**Requisito**.
Transcreva fielmente o trecho do texto sobre a obra premiada de Silvina Rodrigues Lopes que vai desde "O direito à" até "do Prado Coelho.", inclusive.

O direito à alegria

Silvina Rodrigues Lopes foi contemplada, em ex-aequo com Maria Irene Ramalho, pela sua obra «O Nascer do Mundo nas suas Passagens» (edições do Saguão), com o Prémio Jacinto do Prado Coelho.

A sua obra é constituída por textos que foram escritos entre 2010 e 2019, possuindo um carácter original, actual e diferente dos seus livros anteriores, em que o tom é sobretudo oriundo da literatura ou da crítica literária. Estes textos tomam como ponto de partida a teoria literária e o que se entende por estudos literários, mas não é esse o seu alvo e sim essencialmente uma interrogação mais ampla do mundo, sobretudo na relação que temos com ele através da linguagem, da leitura e da escrita. Produzidos em contextos diferentes, estes textos delineiam um pensamento mais politico, no melhor sentido da palavra, questionando os aspectos mais negativos das nossas sociedades, em que a linguagem, nas suas possibilidades, sofreu um retrocesso, vítima do capitalismo, da ditadura da utilidade e do monolinguismo, para usarmos o conceito de um pensador como Derrida, que Silvina conhece bem.

**Dados fornecidos**.

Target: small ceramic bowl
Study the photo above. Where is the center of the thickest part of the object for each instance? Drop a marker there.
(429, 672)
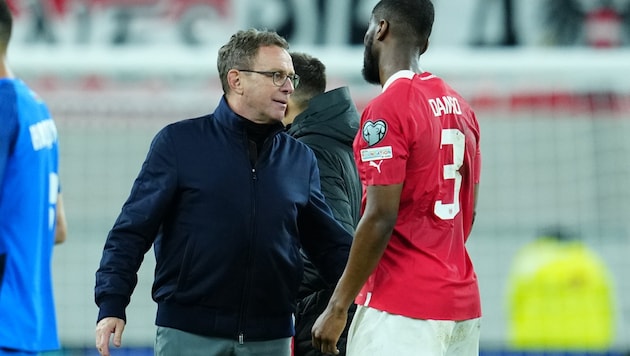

**Resposta escrita**.
O direito à alegria

Silvina Rodrigues Lopes foi contemplada, em ex-aequo com Maria Irene Ramalho, pela sua obra «O Nascer do Mundo nas suas Passagens» (edições do Saguão), com o Prémio Jacinto do Prado Coelho.